## Task details
Report how many lines of the material below contain the string "orange", with case-sensitive matching. Output only the count.

## Data records
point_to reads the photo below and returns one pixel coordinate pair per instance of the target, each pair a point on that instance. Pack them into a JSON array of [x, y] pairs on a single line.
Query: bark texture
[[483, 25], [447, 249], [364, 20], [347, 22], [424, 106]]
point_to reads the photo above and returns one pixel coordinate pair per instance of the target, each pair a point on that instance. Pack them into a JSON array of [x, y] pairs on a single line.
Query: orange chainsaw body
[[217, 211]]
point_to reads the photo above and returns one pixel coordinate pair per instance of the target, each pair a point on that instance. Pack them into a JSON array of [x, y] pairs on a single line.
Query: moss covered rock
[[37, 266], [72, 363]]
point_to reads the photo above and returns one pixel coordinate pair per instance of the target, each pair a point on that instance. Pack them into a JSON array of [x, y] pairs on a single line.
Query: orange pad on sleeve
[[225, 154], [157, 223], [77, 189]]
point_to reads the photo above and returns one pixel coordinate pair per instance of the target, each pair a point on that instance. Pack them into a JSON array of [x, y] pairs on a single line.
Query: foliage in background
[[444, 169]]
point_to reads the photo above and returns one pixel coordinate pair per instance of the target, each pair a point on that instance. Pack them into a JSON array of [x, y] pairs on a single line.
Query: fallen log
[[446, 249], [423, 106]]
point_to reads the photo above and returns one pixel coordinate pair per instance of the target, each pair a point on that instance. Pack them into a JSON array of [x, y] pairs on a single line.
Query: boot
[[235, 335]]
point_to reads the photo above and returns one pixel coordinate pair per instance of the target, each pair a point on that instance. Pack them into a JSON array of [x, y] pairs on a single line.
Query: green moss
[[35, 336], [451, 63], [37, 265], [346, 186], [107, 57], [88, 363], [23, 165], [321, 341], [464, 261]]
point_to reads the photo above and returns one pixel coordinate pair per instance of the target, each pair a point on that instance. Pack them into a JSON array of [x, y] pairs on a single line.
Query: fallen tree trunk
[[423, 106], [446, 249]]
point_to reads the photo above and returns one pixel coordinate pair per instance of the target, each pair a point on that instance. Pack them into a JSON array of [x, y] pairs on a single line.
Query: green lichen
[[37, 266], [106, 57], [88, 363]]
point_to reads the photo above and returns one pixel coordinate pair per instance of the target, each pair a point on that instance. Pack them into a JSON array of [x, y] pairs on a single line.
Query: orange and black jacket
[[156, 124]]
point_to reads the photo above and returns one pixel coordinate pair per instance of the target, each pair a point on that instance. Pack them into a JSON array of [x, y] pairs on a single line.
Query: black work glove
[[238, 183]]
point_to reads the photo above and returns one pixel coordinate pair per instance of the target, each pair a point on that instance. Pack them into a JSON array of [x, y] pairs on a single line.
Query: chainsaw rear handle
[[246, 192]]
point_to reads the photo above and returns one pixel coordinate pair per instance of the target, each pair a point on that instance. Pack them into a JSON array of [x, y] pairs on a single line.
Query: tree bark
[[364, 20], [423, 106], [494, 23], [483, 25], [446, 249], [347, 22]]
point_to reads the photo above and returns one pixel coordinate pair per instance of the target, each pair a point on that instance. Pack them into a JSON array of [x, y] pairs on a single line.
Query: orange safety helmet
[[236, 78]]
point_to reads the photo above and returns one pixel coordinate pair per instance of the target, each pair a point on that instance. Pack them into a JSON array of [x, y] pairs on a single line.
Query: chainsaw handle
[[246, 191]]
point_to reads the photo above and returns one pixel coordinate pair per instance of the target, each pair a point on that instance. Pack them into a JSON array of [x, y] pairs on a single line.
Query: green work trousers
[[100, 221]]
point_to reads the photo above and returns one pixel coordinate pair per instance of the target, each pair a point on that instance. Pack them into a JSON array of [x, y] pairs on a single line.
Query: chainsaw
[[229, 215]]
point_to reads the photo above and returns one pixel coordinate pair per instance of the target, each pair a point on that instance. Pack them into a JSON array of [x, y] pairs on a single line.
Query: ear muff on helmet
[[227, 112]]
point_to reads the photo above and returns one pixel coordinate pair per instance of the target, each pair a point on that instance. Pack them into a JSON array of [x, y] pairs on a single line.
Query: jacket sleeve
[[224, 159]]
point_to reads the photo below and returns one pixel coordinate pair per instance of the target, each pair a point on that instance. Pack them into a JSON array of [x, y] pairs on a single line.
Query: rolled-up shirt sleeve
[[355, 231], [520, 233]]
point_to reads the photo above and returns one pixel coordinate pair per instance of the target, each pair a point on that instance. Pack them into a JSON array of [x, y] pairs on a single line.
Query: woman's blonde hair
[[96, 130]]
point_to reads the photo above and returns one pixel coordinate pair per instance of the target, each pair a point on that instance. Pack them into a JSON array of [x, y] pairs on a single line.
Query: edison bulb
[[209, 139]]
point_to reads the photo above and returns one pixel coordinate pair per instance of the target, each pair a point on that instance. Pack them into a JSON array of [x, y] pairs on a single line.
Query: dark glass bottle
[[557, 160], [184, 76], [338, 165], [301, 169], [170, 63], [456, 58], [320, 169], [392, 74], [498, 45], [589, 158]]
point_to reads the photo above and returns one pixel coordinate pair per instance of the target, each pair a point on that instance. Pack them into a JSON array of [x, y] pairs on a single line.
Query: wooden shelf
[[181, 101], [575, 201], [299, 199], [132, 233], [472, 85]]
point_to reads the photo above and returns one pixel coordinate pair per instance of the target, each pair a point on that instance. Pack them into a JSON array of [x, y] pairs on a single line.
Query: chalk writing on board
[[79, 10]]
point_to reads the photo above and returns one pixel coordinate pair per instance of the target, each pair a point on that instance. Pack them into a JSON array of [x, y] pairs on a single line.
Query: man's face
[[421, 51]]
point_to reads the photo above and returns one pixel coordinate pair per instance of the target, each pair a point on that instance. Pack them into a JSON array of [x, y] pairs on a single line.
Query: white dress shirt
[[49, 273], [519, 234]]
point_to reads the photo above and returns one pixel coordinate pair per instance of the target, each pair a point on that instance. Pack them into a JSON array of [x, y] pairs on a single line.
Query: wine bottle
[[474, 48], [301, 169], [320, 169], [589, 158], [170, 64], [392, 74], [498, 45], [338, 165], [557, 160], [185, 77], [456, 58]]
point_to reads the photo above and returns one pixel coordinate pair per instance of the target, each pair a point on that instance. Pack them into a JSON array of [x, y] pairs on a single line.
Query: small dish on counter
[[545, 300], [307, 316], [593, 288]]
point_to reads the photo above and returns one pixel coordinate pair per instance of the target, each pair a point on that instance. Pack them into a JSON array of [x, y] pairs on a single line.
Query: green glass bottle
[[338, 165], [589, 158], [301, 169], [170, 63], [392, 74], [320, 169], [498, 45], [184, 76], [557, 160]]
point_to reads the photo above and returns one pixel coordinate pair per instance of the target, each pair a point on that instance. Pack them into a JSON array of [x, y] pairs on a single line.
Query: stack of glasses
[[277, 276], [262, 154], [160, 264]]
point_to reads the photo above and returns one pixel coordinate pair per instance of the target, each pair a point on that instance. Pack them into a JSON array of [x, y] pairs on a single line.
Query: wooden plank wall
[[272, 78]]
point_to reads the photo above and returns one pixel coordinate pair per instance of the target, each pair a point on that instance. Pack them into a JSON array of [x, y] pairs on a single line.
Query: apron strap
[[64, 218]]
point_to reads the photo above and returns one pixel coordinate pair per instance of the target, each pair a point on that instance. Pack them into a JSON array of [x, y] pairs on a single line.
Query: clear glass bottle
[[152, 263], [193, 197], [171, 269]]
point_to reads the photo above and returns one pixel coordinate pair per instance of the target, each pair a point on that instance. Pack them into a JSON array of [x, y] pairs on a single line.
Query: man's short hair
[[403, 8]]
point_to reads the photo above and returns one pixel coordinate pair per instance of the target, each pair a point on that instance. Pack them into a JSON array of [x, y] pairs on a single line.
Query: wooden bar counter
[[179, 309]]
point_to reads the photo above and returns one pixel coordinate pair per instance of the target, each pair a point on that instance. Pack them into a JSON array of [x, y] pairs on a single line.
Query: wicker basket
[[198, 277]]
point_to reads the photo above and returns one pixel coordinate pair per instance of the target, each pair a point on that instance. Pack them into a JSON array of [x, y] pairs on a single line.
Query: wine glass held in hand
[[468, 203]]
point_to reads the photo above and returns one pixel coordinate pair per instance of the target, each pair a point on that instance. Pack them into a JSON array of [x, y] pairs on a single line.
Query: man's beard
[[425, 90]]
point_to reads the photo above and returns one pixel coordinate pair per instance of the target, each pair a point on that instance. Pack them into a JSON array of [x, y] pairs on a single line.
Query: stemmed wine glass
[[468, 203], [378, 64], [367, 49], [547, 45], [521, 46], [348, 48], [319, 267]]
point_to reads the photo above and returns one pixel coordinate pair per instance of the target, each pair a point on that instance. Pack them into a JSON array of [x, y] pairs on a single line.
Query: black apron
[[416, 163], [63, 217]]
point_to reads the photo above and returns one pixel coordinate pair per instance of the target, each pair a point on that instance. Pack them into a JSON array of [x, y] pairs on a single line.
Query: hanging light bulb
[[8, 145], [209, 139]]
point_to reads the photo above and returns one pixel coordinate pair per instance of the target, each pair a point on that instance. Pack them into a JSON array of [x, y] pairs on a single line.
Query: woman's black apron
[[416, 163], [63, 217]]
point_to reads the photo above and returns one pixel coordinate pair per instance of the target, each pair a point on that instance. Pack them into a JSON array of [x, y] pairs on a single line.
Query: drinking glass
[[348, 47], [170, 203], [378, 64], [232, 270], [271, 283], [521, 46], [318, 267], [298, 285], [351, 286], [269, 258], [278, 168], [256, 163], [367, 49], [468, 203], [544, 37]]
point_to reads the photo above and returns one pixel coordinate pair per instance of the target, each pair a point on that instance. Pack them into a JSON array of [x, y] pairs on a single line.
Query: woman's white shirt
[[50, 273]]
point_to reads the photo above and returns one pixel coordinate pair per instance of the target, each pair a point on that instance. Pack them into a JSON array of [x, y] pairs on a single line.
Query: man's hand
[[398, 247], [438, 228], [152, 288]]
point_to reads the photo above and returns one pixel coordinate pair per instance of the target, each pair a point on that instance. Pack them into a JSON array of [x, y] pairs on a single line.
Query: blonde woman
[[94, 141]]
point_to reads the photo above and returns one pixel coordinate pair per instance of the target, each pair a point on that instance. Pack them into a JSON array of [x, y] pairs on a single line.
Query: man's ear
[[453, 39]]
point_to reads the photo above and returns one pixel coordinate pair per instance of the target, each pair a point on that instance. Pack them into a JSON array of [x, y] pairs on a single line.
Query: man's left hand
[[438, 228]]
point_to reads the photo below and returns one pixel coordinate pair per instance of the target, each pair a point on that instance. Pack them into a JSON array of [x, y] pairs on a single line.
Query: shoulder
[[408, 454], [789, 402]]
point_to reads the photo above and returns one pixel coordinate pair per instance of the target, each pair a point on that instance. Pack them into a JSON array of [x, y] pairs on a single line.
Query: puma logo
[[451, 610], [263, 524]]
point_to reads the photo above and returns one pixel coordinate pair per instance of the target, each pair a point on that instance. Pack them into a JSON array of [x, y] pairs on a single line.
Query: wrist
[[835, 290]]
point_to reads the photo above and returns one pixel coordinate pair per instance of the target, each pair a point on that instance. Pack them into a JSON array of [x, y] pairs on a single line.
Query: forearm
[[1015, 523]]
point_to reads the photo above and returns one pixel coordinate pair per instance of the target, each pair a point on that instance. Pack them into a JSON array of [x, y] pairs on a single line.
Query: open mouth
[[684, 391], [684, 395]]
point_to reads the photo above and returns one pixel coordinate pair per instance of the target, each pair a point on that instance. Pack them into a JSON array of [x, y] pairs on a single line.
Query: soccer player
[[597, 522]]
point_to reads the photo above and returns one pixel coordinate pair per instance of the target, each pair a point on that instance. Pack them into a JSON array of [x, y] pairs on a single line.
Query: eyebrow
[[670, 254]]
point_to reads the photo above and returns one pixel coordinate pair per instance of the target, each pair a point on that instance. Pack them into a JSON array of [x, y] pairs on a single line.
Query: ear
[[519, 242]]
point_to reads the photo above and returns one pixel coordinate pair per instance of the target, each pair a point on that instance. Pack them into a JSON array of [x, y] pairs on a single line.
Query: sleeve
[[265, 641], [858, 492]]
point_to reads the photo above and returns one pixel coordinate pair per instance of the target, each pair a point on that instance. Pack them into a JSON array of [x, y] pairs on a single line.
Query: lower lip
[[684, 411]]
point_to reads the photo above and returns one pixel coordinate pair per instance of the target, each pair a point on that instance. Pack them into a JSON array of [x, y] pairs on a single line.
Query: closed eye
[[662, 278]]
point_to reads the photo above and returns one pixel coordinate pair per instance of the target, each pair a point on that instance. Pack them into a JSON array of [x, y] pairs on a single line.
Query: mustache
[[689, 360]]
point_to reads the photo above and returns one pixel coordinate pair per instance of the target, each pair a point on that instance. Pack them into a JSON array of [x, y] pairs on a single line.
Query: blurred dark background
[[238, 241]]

## Answer to the exercise
4